> **Source excerpt**:
----
V.i.67 (240,5) [desperate of shame, and state] Unattentive to his character or his condition, like a desperate man.

V.i.112 (241,5) [as fat and fulsome] [W: flat] Fat means dull; so we say a fatheaded fellow; fat likewise means gross, and is sometimes used for obscene; and fat is more congruent to fulsome than flat.

V.i.168 (244,7) [case] Case is a word used contemptuously for skin.

We yet talk of a fox case, meaning the stuffed skin of a fox.

V.i.204 (246,9) [A natural perspective] A perspective seems to be taken for shows exhibited through a glass with such lights as make the pictures appear really protruberant. The Duke therefore says, that nature has here exhibited such a show, where shadows seem realities; where that which is not appears like that which is.

V.i.306 (249,3) [but to read his right wits, is to read thus] Perhaps so,—but to read his wits right is to read thus. To represent his present state of mind, is to read a madman's letter, as I now do, like a madman. (1773)

V.i.326 (249,4) [One day shall crown the alliance on't, so please you] [Revisal: an't so] This is well conjectured; but on't may relate to the double character of sister and wife. (1773)

V.i.347 (250,5) [to frown Upon sir Toby, and the lighter people] People of less dignity or importance.

V.i.351 (250,6) [geck] A fool.

(253) General Observation. This play is in the graver part elegant and easy, and in some of the lighter scenes exquisitely humorous. Ague—cheek is drawn with great propriety, but his character is, in a great measure, that of natural fatuity, and is therefore not the proper prey of a satirist. The soliloquy of Malvolio is truly comic; he is betrayed to ridicule merely by his pride. The marriage of Olivia, and the succeeding perplexity, though well enough contrived to divert on the stage, wants credibility, and fails to produce the proper instruction required in the drama, as it exhibits no just picture of life.

THE WINTER'S TALE

(257,1) The story of this play is taken from the Pleasaunt History of Dorastus and Fawnia, written by Robert Greene. (1773)

I.i.9 (258,2) [Wherein our entertainment shall shame us, we will be justified in our loves] Though we cannot give you equal entertainment, yet the consciousness of our good-will shall justify us.
----
> **Supplied entries**:
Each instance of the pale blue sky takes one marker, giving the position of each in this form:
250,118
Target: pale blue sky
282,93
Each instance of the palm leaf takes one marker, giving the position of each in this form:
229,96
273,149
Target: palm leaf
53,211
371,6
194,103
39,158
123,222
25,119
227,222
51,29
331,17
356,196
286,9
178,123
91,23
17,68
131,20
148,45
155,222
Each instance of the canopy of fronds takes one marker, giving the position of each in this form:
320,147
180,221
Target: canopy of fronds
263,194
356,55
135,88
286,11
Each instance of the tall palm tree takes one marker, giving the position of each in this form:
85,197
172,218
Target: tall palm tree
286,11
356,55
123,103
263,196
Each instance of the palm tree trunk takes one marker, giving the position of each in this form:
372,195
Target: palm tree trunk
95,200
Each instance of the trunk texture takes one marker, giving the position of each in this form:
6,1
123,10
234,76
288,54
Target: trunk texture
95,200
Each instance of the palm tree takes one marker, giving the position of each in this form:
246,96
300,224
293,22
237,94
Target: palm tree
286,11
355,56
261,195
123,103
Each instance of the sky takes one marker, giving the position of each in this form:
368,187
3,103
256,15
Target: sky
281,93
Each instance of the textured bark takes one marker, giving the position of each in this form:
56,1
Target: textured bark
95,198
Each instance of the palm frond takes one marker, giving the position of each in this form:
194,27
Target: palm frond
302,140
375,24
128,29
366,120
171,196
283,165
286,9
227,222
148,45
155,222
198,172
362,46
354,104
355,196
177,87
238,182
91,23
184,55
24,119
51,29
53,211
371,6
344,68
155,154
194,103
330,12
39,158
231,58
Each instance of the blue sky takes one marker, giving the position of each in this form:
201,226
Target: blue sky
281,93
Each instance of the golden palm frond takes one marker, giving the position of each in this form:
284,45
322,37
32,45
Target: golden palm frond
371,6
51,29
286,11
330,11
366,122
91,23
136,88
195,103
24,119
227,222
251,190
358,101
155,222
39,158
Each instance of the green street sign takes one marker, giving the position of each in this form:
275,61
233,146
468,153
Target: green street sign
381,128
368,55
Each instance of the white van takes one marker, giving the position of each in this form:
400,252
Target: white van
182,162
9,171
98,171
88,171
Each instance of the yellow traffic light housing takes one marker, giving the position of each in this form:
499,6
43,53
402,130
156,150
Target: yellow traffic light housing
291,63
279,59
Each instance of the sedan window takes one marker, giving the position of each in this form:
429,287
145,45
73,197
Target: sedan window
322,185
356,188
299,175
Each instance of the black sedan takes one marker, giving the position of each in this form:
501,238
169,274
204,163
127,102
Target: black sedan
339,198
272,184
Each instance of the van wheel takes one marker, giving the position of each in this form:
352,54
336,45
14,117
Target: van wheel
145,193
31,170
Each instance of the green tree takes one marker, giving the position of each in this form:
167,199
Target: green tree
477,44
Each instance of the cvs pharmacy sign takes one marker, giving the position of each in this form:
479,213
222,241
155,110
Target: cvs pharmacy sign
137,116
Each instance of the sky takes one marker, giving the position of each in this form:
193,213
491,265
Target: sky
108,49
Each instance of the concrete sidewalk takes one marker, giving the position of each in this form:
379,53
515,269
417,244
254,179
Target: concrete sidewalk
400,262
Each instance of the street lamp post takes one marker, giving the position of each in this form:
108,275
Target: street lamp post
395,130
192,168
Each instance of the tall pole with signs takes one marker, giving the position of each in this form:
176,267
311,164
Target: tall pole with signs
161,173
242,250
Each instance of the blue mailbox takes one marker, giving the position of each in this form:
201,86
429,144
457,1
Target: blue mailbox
----
> **Aim of the exercise**: Rewrite the notes on the plays starting at "V.i.351 (250,6) [geck]" and ending at "Robert Greene. (1773)", putting "satirical writer" wherever "satirist" appears.

> **Result for this task**:
V.i.351 (250,6) [geck] A fool.

(253) General Observation. This play is in the graver part elegant and easy, and in some of the lighter scenes exquisitely humorous. Ague—cheek is drawn with great propriety, but his character is, in a great measure, that of natural fatuity, and is therefore not the proper prey of a satirical writer. The soliloquy of Malvolio is truly comic; he is betrayed to ridicule merely by his pride. The marriage of Olivia, and the succeeding perplexity, though well enough contrived to divert on the stage, wants credibility, and fails to produce the proper instruction required in the drama, as it exhibits no just picture of life.

THE WINTER'S TALE

(257,1) The story of this play is taken from the Pleasaunt History of Dorastus and Fawnia, written by Robert Greene. (1773)